Point labeling dataset excerpts
----

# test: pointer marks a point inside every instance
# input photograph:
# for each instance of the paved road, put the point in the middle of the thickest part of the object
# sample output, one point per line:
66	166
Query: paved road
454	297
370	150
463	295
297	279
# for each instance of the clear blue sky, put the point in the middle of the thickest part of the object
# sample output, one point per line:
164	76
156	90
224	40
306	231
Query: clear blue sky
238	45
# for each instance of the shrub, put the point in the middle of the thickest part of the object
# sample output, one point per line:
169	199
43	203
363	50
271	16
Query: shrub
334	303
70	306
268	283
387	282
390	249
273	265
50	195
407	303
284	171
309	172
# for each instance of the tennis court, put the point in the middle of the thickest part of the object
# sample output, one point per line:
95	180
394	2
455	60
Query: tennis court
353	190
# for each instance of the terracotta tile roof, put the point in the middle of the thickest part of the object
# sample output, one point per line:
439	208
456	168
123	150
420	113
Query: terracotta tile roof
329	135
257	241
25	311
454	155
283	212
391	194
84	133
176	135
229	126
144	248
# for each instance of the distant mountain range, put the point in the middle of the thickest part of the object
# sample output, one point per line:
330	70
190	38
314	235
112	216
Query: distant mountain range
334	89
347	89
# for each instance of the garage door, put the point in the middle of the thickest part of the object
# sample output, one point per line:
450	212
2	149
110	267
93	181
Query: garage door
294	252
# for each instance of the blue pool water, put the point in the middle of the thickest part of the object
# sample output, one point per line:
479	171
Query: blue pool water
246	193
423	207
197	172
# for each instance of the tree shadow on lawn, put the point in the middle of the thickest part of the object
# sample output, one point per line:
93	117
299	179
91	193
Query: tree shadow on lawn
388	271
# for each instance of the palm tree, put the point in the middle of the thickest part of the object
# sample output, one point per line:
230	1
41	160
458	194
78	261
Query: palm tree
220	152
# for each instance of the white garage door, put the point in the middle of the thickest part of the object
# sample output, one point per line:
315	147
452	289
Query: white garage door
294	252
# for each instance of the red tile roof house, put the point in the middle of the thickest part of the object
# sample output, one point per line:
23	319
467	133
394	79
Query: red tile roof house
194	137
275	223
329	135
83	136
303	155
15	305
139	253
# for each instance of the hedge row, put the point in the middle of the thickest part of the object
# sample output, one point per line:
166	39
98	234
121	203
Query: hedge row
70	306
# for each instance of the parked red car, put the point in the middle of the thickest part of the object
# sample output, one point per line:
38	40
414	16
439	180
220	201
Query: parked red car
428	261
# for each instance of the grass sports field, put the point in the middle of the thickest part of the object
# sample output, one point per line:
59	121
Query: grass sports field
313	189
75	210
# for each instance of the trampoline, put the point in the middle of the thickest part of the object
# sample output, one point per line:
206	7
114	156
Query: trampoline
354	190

----

The entries above must be returned exactly.

*Full response*.
# test: pointer marks a point inside every instance
# input photograph:
# for each instance of the paved road, put the point in the middle of the thickest part of the object
# sample output, one point per line:
66	166
Query: paved road
454	297
370	150
463	295
297	279
# for each instance of the clear blue sky, put the point in the middle of the thickest part of the object
# sample output, one point per line:
164	76
156	90
224	40
306	231
Query: clear blue sky
238	45
# for each instance of the shrub, put the point in the middle of the thickest part of the object
# sample output, one point per line:
169	199
43	203
363	50
271	16
Query: shrub
334	303
70	306
268	283
387	282
390	249
273	265
50	195
407	303
284	171
309	172
# for each instance of the tennis court, put the point in the middle of the thickest part of the object
# sample output, one point per line:
95	180
394	2
455	60
Query: tennis court
353	190
# for each instance of the terracotta tile roof, put the point in the middle of the thickest part of the object
# sample output, one point per line:
439	208
456	168
123	150
420	113
Query: terracotta tile roof
329	135
257	241
25	311
454	155
283	212
391	194
84	133
176	135
229	126
144	248
# for each instance of the distant mountain range, put the point in the middle of the thickest part of the object
# sample output, one point per line:
330	70
190	38
314	235
112	216
Query: distant mountain range
334	89
347	89
# for each instance of the garage door, put the point in the middle of the thickest part of the object
# sample output, one point per line:
450	212
2	149
110	267
93	181
Query: garage door
294	252
# for each instance of the blue pool water, put the point in the middle of the thickest part of the object
# sample output, one point per line:
479	171
Query: blue pool water
246	193
423	207
197	172
# for each instance of the tree shadow on lawn, put the point in the middle of the thickest part of the object
# sample output, one point per line:
93	117
299	179
91	193
Query: tree shadow on lawn
388	271
# for each instance of the palm tree, put the point in the middle of the thickest part of the object
# sample output, one point per line:
230	1
41	160
458	194
78	261
Query: palm tree
220	152
# for each instance of the white garage door, put the point in the middle of the thickest part of the object
# sample output, one point per line:
315	147
452	289
Query: white garage door
294	252
# for each instance of the red tile roof house, put the point in the middle of the thickest part of the object
# sample output, one point per line:
23	319
467	133
394	79
Query: red tile roof house
194	137
275	223
329	135
83	136
303	155
15	305
139	253
# for each instance of the hedge row, put the point in the middle of the thickest part of the object
# sample output, one point per line:
166	39
98	234
121	203
Query: hedge row
70	306
# for each instance of the parked red car, put the point in the middle of the thickest part of the object
# sample output, one point per line:
38	40
414	16
439	180
220	201
Query: parked red car
428	261
# for each instance of the grass sports field, put the point in the middle of the thickest part of the object
# sample output, one point per line:
59	121
Query: grass sports field
313	189
75	210
# for each instance of the trampoline, put the point in the middle of the thickest part of the object
# sample output, one point per line:
206	7
114	156
Query: trampoline
354	190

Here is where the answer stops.